(begin)

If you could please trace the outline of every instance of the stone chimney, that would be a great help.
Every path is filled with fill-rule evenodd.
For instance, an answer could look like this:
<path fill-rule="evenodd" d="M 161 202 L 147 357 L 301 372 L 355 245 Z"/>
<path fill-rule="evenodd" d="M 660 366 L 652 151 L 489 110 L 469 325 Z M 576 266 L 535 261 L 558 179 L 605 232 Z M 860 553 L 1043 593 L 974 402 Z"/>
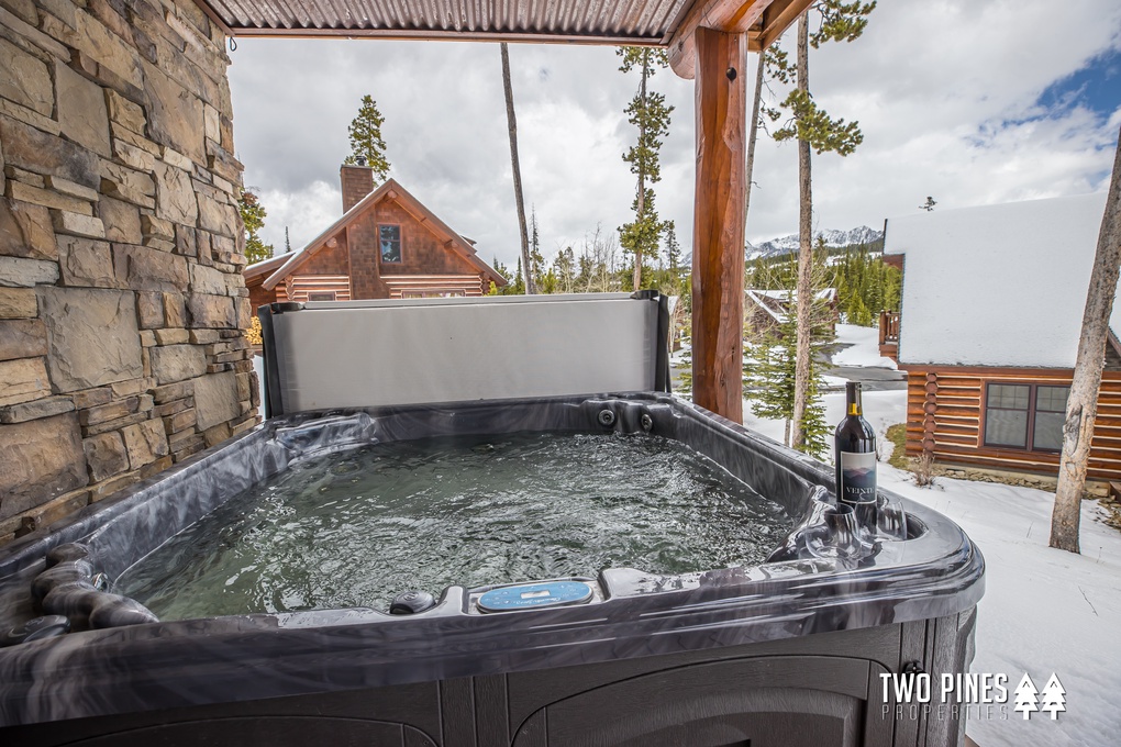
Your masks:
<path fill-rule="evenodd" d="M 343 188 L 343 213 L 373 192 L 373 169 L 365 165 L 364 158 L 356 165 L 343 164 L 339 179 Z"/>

(end)
(begin)

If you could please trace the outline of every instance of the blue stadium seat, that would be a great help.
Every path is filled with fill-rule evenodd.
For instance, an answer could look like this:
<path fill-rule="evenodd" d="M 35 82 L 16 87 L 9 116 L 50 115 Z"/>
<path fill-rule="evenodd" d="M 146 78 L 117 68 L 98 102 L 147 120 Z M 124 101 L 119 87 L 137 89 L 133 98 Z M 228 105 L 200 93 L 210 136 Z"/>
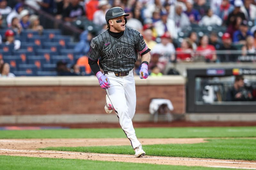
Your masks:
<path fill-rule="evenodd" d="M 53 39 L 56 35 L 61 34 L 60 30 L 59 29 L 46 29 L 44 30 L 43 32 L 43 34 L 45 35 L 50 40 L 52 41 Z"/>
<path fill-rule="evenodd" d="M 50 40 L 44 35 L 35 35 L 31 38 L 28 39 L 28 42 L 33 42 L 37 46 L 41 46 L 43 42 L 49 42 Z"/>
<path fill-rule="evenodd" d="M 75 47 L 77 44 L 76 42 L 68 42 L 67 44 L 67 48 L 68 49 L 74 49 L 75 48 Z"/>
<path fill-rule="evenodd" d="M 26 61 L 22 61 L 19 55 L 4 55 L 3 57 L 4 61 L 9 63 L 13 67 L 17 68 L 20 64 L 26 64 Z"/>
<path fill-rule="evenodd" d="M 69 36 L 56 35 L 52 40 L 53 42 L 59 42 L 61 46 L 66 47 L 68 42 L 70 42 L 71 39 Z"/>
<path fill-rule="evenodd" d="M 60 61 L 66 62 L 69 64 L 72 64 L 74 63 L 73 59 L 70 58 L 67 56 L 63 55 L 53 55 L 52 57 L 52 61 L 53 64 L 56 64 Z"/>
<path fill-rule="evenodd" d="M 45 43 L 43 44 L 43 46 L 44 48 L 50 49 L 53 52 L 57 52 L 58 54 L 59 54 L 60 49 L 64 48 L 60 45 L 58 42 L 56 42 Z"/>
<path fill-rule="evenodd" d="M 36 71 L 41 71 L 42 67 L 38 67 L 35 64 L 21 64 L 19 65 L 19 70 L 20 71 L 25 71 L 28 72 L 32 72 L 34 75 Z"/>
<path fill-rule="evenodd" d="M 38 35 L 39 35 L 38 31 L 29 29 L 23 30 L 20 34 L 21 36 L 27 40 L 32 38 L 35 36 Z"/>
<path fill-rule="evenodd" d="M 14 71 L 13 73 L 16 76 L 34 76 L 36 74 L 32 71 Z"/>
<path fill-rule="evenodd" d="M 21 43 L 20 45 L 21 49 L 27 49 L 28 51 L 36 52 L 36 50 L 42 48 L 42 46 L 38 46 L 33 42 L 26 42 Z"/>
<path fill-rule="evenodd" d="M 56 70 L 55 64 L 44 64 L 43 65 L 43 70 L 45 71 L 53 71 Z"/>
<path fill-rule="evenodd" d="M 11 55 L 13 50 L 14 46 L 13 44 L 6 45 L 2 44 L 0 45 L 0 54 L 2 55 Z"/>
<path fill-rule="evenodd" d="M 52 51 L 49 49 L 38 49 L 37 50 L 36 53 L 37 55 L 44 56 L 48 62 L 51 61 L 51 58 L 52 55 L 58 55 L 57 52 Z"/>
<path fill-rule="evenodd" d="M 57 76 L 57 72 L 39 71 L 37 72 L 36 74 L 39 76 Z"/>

(end)

* [Given problem] Please copy out, word for word, the lines of the listing between the line containing "seat, that would be a great help." and the line containing "38 35 L 39 35", inclusive, leaving out the pictures.

* [Exercise solution]
If you could please trace the outline of every instance of the blue stadium seat, that would be a great help.
Every path is filled with fill-rule evenodd.
For instance, an answer could look like this:
<path fill-rule="evenodd" d="M 35 82 L 16 87 L 9 116 L 50 115 Z"/>
<path fill-rule="evenodd" d="M 146 78 L 117 68 L 98 102 L 147 120 Z M 124 101 L 119 87 L 137 89 L 133 98 Z M 228 105 L 200 93 L 210 136 Z"/>
Your masks:
<path fill-rule="evenodd" d="M 53 39 L 56 35 L 61 34 L 60 30 L 59 29 L 46 29 L 44 30 L 43 32 L 43 34 L 45 35 L 50 40 L 52 41 Z"/>
<path fill-rule="evenodd" d="M 50 40 L 44 35 L 35 35 L 31 38 L 28 39 L 28 42 L 33 42 L 37 46 L 41 46 L 43 42 L 49 42 Z"/>
<path fill-rule="evenodd" d="M 75 47 L 77 44 L 76 42 L 68 42 L 67 44 L 67 48 L 68 49 L 74 49 L 75 48 Z"/>
<path fill-rule="evenodd" d="M 26 61 L 22 61 L 19 55 L 4 55 L 3 57 L 4 61 L 9 63 L 13 67 L 17 68 L 20 64 L 26 64 Z"/>
<path fill-rule="evenodd" d="M 69 36 L 56 35 L 52 40 L 53 42 L 59 42 L 61 46 L 66 47 L 68 42 L 70 42 L 71 39 Z"/>
<path fill-rule="evenodd" d="M 60 61 L 66 62 L 69 64 L 72 64 L 74 63 L 73 59 L 70 58 L 67 56 L 63 55 L 53 55 L 52 57 L 52 61 L 53 64 L 56 64 Z"/>
<path fill-rule="evenodd" d="M 45 43 L 43 44 L 43 46 L 44 48 L 50 49 L 53 52 L 57 52 L 58 54 L 59 54 L 60 49 L 64 48 L 60 45 L 58 42 L 56 42 Z"/>
<path fill-rule="evenodd" d="M 36 71 L 41 71 L 42 67 L 38 67 L 35 64 L 21 64 L 19 65 L 19 70 L 20 71 L 25 71 L 28 72 L 32 72 L 34 75 Z"/>
<path fill-rule="evenodd" d="M 38 35 L 39 35 L 38 31 L 29 29 L 23 30 L 20 34 L 21 36 L 27 40 L 32 38 L 35 36 Z"/>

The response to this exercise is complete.